Set problem 1 =
Which lines in the entries below contain the word "green"? Pick out each of them and copy it. Case counts.

Text segment =

________________

Erich Neumann suggests in The Great Mother that the maternal images of the Goddess developed from the Archetypal or Primordial Feminine, perceived as the great round or void, the symbol of the beginning. This totality then divided into the figures of the Great Mother and the Great Father; and later, as mythos continued to evolve, the nurturing Goddess further separated into a Good and a Terrible Mother, to indicate the positive and negative elements of her character. Thus in the Hindu legends the gentle Durga and the terrible Kali are explicitly regarded as one and the same principle of reality; and perhaps no myth less dramatic could so forcefully communicate the doctrine that one and the same power both creates your life and drinks your blood. Still later, we notice a further individuation of the Goddess as a transformer; for at this stage she manifests on the one hand as Lady of the Plants, and on the other as Lady of the Beasts.
For all these reasons we feel that the term "Great Mother" is too narrow, too imprecise, too incompatible with anything resembling a full appreciation of this deity's essence and nature. We prefer instead the term "Great Goddess." So characterized, her manifestations are many; she may be anthropomorphic or theriomorphic, she may appear in triple aspect, or as only one of the three, she may be waterfowl or bird of prey, a harmless or poisonous snake, but always, always, she is ultimately one indivisible Goddess.
Viewed as the Terrible Mother, the Goddess in her death aspect can be frightening indeed; but if we look closely at the symbols and myths associated with death, it then becomes clear that this apparently negative aspect never manifests alone. Always, the death aspect of the Goddess is interwoven with powers and themes of regeneration and renewal. Thus the Owl/Vulture/Crow aspects of the Goddess are both the foreboders of death and the bringers of renewal. Indeed, death itself is not necessarily to be taken as a punishment, but rather as a manifestation - and a necessary one at that - of the cyclic nature of life. The Goddess fulfills her nature and does her duty: in doing so she brings death: and yet in the same moment she provides the energies of transformation and renewal.
Bachofen's great Masterpiece Mutterricht, of which a complete English translation is unfortunately lacking, propounds three major epochs in the feminine history of the West. The first, whose origin was lost in the mists of antiquity, was a period of unfettered hetairism, when woman was perceived as the terrestrial Aphrodite, sexual companion and plaything. Second, there was an ensuing period of demetrianism when - through the influence of Sappho, Euripides, and the other great demetrians - respect for the feminine reached its historical apex. Finally there came an extended period of patriarchy, precipitated by the wholesale invasion of Old Europe by a vigorous and varied body of Middle Eastern and Indo-European religious and philosophical thought. This transformation, however, was not a replacement of one culture by another, but a grafting and hybridization of two symbolic systems. The old Goddess images and sacred symbols were never totally uprooted; obviously so, since these very persistent features of human history are too deeply planted in our psyches: they could have completely disappeared only with the total extermination of woman. Instead, the Goddess's religion went underground. Some of these old traditions, particularly those concerned with birth and death and fertility, have continued to this day without much change in some places.

________________

Set problem 2 =
In the passage on the Goddess, what term is preferred over "Great Mother"?

________________

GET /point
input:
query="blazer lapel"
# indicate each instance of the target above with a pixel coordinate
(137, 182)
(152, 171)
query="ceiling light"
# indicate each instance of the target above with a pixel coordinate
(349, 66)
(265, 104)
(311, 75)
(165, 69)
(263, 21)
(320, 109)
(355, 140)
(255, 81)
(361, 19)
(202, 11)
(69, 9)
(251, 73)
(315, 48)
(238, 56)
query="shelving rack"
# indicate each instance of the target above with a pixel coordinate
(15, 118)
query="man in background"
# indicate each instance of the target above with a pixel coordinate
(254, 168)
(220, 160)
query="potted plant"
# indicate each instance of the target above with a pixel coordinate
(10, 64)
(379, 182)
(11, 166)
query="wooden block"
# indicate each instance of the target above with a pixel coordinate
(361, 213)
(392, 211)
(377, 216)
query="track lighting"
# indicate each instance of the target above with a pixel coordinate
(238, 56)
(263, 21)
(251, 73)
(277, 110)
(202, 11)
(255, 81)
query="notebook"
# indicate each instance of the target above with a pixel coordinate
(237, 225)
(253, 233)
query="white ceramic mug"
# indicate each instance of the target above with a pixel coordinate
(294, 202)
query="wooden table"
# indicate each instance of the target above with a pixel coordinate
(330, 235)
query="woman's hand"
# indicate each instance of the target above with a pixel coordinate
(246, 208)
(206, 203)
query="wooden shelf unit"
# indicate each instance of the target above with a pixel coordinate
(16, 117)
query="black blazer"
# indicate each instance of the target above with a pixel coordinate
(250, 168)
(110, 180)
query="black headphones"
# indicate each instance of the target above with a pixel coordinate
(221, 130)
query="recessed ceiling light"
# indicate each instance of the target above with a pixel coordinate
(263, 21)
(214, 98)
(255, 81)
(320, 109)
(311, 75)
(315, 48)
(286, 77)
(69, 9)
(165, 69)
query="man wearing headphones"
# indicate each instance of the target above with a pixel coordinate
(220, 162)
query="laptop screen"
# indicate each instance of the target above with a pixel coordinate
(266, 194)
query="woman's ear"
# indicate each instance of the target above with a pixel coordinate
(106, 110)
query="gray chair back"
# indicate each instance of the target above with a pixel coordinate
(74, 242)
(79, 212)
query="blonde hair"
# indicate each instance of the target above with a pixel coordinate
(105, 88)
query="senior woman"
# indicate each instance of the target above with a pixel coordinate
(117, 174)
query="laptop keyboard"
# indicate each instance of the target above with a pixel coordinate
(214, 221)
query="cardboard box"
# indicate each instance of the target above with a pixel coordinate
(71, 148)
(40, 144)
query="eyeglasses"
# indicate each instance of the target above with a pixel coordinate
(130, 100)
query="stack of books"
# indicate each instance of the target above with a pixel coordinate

________________

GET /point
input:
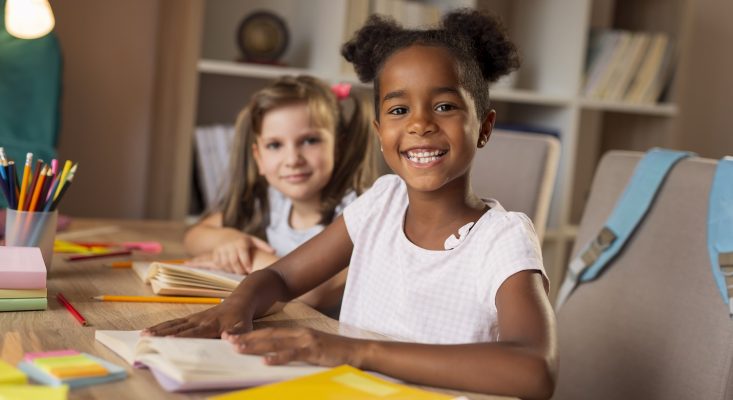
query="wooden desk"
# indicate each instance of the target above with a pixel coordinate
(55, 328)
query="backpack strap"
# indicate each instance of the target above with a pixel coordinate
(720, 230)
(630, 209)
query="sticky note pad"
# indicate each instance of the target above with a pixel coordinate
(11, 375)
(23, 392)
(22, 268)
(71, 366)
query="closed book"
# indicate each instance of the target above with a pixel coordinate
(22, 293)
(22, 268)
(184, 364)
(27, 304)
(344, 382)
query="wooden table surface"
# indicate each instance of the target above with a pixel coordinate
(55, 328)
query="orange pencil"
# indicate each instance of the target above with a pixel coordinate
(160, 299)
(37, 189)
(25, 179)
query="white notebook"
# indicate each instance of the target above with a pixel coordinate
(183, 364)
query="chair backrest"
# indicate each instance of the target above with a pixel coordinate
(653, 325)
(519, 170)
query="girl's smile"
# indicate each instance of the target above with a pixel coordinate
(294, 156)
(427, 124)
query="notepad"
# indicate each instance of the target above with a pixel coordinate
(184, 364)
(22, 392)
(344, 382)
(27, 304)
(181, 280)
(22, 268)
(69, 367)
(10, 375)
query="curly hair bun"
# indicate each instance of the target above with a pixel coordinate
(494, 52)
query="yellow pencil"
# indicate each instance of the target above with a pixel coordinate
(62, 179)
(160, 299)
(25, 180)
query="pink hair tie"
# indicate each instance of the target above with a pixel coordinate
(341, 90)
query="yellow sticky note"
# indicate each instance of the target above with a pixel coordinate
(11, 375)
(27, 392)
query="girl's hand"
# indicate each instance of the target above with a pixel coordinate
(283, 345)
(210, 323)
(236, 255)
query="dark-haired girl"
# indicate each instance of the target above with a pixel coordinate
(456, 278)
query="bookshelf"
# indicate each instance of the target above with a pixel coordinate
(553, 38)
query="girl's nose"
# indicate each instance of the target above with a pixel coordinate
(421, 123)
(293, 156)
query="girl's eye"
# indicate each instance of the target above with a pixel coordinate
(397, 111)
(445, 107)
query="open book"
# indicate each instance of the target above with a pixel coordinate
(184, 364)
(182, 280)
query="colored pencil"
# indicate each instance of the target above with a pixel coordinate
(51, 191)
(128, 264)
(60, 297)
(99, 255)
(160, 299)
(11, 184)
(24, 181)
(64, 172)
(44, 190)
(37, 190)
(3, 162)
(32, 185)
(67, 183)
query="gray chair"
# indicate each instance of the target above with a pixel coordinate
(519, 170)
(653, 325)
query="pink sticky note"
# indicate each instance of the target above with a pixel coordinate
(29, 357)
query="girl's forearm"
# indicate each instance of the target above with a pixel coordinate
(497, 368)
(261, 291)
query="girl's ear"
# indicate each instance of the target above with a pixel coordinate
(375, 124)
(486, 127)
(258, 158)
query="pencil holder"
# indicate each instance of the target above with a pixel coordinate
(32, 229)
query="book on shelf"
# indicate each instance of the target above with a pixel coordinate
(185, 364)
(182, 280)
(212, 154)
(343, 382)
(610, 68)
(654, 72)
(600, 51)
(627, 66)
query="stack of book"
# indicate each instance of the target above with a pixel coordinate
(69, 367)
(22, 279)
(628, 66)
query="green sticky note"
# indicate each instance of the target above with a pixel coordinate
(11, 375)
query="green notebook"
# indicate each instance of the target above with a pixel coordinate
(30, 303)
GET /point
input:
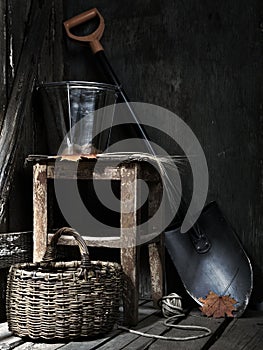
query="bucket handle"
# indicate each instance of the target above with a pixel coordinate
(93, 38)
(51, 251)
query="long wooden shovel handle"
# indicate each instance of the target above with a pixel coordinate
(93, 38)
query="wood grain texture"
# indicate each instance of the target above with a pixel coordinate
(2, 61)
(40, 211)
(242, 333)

________________

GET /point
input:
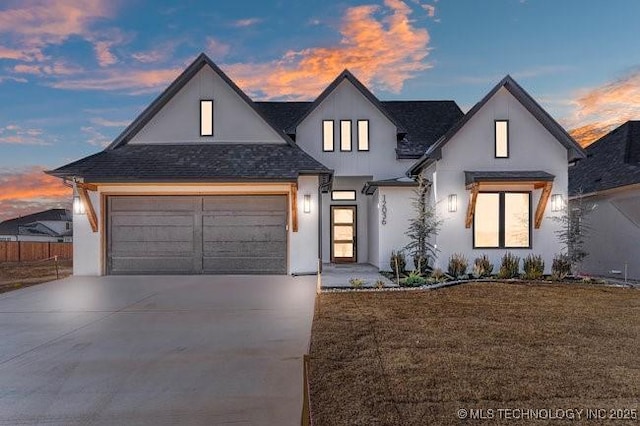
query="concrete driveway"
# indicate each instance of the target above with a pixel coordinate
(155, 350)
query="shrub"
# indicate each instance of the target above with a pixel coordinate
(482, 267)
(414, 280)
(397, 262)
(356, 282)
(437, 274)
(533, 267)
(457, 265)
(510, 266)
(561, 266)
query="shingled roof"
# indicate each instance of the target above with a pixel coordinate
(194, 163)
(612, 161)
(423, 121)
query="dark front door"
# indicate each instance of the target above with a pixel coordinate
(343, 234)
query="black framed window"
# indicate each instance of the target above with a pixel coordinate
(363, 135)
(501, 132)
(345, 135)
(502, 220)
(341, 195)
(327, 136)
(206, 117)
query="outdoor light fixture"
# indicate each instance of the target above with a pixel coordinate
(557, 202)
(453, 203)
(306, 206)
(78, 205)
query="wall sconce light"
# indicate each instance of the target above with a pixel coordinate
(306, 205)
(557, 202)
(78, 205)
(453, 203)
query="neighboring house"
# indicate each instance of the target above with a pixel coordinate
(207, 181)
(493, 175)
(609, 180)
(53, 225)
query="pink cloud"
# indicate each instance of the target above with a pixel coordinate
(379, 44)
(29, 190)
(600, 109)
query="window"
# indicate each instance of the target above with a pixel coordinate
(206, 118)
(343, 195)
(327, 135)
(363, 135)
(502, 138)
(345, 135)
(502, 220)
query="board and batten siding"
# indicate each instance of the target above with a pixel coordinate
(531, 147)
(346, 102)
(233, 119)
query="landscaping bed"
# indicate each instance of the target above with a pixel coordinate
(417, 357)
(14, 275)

________________

Exercise result 1 =
query="green sticky note"
query="green notebook"

Exercise result 2 =
"Great Goddess."